> Task description
Copy the entries character for character.

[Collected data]
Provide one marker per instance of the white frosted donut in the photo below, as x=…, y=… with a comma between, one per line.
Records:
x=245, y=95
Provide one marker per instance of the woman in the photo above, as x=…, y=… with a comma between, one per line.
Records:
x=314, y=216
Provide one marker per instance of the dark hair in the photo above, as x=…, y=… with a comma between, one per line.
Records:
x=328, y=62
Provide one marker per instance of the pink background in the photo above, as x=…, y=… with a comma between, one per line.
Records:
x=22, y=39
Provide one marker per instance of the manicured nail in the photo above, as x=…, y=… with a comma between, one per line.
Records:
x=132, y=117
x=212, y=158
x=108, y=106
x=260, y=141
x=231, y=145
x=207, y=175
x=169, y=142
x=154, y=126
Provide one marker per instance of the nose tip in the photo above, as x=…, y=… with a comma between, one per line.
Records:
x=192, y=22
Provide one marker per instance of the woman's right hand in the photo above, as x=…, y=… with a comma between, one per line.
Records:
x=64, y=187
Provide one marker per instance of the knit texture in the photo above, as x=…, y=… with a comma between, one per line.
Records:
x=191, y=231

> Solution to this problem
Provide one marker per instance of the white frosted donut in the photo below, as x=…, y=… with a comma between, one per line.
Records:
x=245, y=95
Provide one marker per instance of the woman in the photo above, as x=…, y=… with a comma between, one per line.
Records:
x=314, y=216
Provide one marker per instance of the dark hair in the photo above, as x=…, y=… with a comma between, one per line.
Records:
x=328, y=62
Provide one marker per instance of the pink background in the photo above, as x=…, y=… with a comma between, one per line.
Records:
x=22, y=39
Provide one marker per instance of the manicured nail in the photo above, as x=…, y=… with a comma between, one per line.
Records:
x=132, y=117
x=212, y=158
x=108, y=106
x=260, y=141
x=231, y=145
x=207, y=175
x=169, y=142
x=154, y=126
Provide one marker per instance of the nose tip in the photo above, as x=…, y=… with a comma between, one per line.
Records:
x=192, y=22
Provide one marker per instance of the woman's right hand in the photo above, as x=…, y=… with a comma between, one per line.
Records:
x=64, y=187
Provide one marker per instance of the knit texture in the photo above, as x=…, y=… with a comma between, one per line.
Records:
x=191, y=231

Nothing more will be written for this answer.